*AIM*:
Repeat the full listing, word for word.

Extracted data entries:
^^^^

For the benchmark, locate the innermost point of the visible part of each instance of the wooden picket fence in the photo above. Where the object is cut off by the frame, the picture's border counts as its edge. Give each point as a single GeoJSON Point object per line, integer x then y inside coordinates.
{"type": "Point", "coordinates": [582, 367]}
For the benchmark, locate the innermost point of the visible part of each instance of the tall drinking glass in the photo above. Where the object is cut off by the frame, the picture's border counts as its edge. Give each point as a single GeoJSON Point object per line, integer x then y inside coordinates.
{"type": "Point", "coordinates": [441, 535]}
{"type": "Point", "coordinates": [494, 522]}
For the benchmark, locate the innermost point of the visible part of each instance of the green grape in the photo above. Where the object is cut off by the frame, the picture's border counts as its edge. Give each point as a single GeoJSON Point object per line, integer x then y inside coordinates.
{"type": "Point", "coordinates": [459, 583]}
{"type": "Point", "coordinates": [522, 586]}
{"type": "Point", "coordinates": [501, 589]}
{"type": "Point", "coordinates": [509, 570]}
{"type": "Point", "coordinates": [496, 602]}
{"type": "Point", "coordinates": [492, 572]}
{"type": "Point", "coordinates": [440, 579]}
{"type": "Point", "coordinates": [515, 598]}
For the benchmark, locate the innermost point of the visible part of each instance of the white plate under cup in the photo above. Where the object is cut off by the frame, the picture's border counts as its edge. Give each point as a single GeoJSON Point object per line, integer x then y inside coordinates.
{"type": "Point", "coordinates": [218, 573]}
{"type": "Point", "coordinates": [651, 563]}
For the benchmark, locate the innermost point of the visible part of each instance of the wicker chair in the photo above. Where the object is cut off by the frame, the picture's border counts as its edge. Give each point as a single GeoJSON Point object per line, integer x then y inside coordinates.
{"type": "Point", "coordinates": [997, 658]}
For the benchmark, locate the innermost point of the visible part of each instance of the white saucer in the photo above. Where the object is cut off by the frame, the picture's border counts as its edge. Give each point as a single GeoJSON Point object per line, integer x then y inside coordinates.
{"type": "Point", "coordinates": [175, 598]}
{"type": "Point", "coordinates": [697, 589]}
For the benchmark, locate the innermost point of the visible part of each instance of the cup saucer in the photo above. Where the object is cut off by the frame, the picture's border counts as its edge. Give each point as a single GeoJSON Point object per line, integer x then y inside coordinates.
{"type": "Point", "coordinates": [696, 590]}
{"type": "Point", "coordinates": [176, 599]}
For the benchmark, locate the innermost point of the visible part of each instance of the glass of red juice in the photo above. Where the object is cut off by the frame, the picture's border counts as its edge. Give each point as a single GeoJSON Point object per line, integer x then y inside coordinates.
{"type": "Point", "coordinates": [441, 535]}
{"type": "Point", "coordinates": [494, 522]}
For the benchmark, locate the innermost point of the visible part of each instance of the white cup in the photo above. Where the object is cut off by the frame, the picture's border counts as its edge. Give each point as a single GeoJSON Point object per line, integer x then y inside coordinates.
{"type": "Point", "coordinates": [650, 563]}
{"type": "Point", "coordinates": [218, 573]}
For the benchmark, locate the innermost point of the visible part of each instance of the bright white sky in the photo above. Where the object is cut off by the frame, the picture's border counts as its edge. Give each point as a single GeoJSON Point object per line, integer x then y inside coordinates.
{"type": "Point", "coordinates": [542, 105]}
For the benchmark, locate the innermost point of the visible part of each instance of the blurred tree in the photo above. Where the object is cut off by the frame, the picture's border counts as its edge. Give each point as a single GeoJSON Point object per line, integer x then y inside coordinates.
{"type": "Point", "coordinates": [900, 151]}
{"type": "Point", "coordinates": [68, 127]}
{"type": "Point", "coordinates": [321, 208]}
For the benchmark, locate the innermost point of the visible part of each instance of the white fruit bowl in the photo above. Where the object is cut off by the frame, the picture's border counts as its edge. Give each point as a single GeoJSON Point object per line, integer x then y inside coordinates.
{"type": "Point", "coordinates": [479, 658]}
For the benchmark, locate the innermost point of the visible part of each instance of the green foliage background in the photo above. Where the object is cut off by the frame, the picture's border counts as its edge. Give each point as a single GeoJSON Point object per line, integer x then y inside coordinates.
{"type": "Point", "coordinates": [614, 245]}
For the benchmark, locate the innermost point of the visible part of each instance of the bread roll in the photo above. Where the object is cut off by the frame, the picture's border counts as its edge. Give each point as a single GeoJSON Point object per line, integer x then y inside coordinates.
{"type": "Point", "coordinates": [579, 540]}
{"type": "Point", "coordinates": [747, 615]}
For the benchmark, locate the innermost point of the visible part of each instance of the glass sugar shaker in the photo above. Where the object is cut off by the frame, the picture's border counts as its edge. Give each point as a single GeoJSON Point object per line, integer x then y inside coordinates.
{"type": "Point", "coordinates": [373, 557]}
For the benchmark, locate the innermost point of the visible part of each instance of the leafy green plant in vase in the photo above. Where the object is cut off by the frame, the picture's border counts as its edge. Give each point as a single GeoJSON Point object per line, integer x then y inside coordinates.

^^^^

*THE REPLY*:
For the benchmark, locate the innermost point of the visible part of each instance of the wooden picket fence in the photo above. Where the object is cut off by the frame, the picture's border counts as its edge. Give each point as a single GeoJSON Point object per line, integer x then y inside coordinates.
{"type": "Point", "coordinates": [582, 367]}
For the benchmark, locate the innermost point of the visible part of each instance of the tall drinking glass in the photo above. Where the object is cut off by the frame, the picture's border counts as its edge. Give each point as a single GeoJSON Point object per line, integer x then y inside coordinates.
{"type": "Point", "coordinates": [441, 535]}
{"type": "Point", "coordinates": [494, 522]}
For the benchmark, locate the innermost point of the visible part of each instance of the green grape in the photo above. Where the object is cut off by the frame, the picture's border counts as its edge. Give each point as a single GeoJSON Point object per line, integer x then y inside coordinates.
{"type": "Point", "coordinates": [459, 583]}
{"type": "Point", "coordinates": [522, 586]}
{"type": "Point", "coordinates": [501, 589]}
{"type": "Point", "coordinates": [509, 570]}
{"type": "Point", "coordinates": [496, 602]}
{"type": "Point", "coordinates": [492, 572]}
{"type": "Point", "coordinates": [440, 579]}
{"type": "Point", "coordinates": [515, 598]}
For the benchmark, locate the innermost point of the visible part of each instance of the white plate under cup in the photo above. Where the object is cut off by the frame, the picture's border counts as its edge. Give each point as a single GeoJSON Point object per line, integer x then y inside coordinates.
{"type": "Point", "coordinates": [218, 573]}
{"type": "Point", "coordinates": [651, 563]}
For the benchmark, locate the innermost point of the visible part of each instance of the wicker chair in the photo above. Where the object is cut off by the frame, the picture's border counts as its edge. Give each point as a single GeoJSON Point object per line, integer x then y inside coordinates.
{"type": "Point", "coordinates": [997, 658]}
For the benchmark, locate the innermost point of the visible part of each instance of the white saucer in the photo above. Where the object is cut off by the frame, the picture's border counts as its edge. Give each point as a single GeoJSON Point object per line, integer x then y inside coordinates.
{"type": "Point", "coordinates": [175, 598]}
{"type": "Point", "coordinates": [697, 589]}
For the benchmark, locate the innermost point of the visible part of each instance of the cup saucer in the photo above. Where the object is cut off by the frame, the picture's border counts as its edge. Give each point as a single GeoJSON Point object per line, integer x then y inside coordinates.
{"type": "Point", "coordinates": [696, 590]}
{"type": "Point", "coordinates": [176, 599]}
For the benchmark, locate the innermost point of the visible part of each instance of the glass of red juice in the photo above. Where the object is cut off by the frame, the picture's border counts as its edge. Give each point as a single GeoJSON Point object per line, integer x then y inside coordinates.
{"type": "Point", "coordinates": [441, 535]}
{"type": "Point", "coordinates": [494, 522]}
For the benchmark, locate the innermost point of the visible part of each instance of the white cup in the photo above. Where the object is cut off by the frame, the picture's border counts as its edge. Give each point as a single GeoJSON Point object per line, integer x then y inside coordinates.
{"type": "Point", "coordinates": [650, 563]}
{"type": "Point", "coordinates": [218, 573]}
For the benchmark, locate the innermost point of the visible part of each instance of the bright white sky in the photo above. Where the object is cut off by the frame, the picture's border counts as its edge. Give each point as a single GeoJSON Point object per line, integer x then y inside coordinates.
{"type": "Point", "coordinates": [542, 105]}
For the benchmark, locate the innermost point of the visible part of each instance of the blurred tree in the photo above. Where the object is cut off by the frame, the picture's border counts as its edge. Give each point as a single GeoJSON Point object per line, integer x then y inside coordinates.
{"type": "Point", "coordinates": [900, 151]}
{"type": "Point", "coordinates": [68, 127]}
{"type": "Point", "coordinates": [321, 208]}
For the benchmark, locate the innermost point of the visible part of each instance of the white fruit bowl in the photo above. Where the object is cut off by the frame, the picture's border counts as its edge. Give each point as a single GeoJSON Point object per line, integer x then y inside coordinates.
{"type": "Point", "coordinates": [479, 658]}
For the benchmark, locate the innermost point of the visible part of each instance of the green foliage background in the photo above. Where the object is cut off by the frame, the picture's border counts as its edge. Give each point as a single GeoJSON Point object per line, integer x then y inside coordinates.
{"type": "Point", "coordinates": [614, 245]}
For the benchmark, locate the innermost point of the visible part of each instance of the bread roll in the photo above. Where the object is cut off by the frame, the picture's border counts as its edge. Give each point as a single GeoJSON Point object per line, integer x then y inside coordinates.
{"type": "Point", "coordinates": [579, 540]}
{"type": "Point", "coordinates": [747, 615]}
For the benchmark, locate the innermost point of the visible part of each instance of the glass sugar shaker in the photo above. Where the object is cut off by the frame, the picture's border counts as its edge. Give each point as a single GeoJSON Point object per line, integer x then y inside coordinates.
{"type": "Point", "coordinates": [373, 557]}
For the benchmark, locate the innermost point of the visible part of each instance of the leafy green plant in vase in the photo above. Where the object is cut off by the frame, the picture's border counts as its edge. Give each point as a single GeoJSON Point object per line, integer x then y inside coordinates.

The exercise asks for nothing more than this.